● TASK DIRECTIONS: Beginning with the first entry, set down each one exactly as shown.

-- Opening Marker --

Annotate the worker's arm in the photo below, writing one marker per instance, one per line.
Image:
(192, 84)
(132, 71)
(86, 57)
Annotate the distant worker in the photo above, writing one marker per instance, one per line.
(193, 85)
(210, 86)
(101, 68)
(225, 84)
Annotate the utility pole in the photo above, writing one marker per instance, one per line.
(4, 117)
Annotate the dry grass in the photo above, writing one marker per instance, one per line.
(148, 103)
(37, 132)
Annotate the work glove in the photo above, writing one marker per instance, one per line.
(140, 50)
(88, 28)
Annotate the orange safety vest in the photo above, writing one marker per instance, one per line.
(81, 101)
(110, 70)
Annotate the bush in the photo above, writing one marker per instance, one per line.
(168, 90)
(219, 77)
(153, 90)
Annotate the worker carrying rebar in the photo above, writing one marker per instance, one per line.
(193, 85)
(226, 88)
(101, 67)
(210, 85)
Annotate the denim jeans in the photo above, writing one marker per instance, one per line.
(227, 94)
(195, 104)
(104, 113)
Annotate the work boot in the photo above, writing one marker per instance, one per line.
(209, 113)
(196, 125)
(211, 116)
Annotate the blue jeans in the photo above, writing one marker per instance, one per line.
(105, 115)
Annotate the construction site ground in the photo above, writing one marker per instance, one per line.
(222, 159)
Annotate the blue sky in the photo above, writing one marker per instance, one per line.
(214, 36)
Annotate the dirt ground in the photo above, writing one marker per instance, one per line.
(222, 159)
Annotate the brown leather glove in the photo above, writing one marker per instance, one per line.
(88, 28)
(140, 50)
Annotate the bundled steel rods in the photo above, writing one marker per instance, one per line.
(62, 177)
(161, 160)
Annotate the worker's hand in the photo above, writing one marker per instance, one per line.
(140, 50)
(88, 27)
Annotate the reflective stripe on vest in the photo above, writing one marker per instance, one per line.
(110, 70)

-- Closing Marker --

● EXERCISE ANSWER:
Annotate the worker's arm in the photo below, writing one marker per instance, one per line.
Image:
(192, 84)
(132, 71)
(86, 57)
Annotate the distant worker in the photo above, writing one marker per instance, one per line.
(193, 85)
(210, 86)
(101, 68)
(225, 84)
Annotate the utility pole in the photo above, writing one marker per instance, one per line.
(4, 117)
Annotate the dry grass in the photo above, writing one marker per instance, one per line.
(148, 103)
(37, 132)
Annotate the work glove in the photo above, writing one marker per instance, one per line.
(140, 50)
(88, 28)
Annotate the orange safety vest in the photo above, writing one marker per instance, one per line.
(81, 101)
(110, 70)
Annotate the bush in the photo above, writing one marker per instance, one per line.
(168, 90)
(219, 77)
(153, 90)
Annotate the worker carrying rebar in the photo above, writing one marker per instance, one per line.
(193, 85)
(226, 88)
(101, 67)
(210, 85)
Annotate the denim jeans in the photo above, writing one marker per instance, one per line.
(227, 94)
(195, 104)
(104, 113)
Annotate the work boot in the photo above, writing one marker per instance, one per line.
(209, 113)
(196, 125)
(211, 116)
Annotate the blue jeans in the photo above, writing one marker per instance, one per line.
(105, 115)
Annotate the construction site ground in the photo above, writing one marker per instance, one per line.
(222, 159)
Annotate the blue sky in the photo above, writing one marker per instance, one per line.
(214, 36)
Annotate the dirt ground in the photo above, writing one marker per instance, one per line.
(222, 159)
Annotate the brown leather glove in the photo above, writing one marker per instance, one per line.
(88, 28)
(140, 50)
Annotate the bundled steel rods in the photo above, writing one marker per instance, one per line.
(62, 177)
(161, 160)
Annotate the worker's hand in the photo above, writing one marker per instance, one per line.
(140, 50)
(88, 27)
Annotate the reflective stripe on vest in the photo above, writing one marker per instance, one per line.
(110, 70)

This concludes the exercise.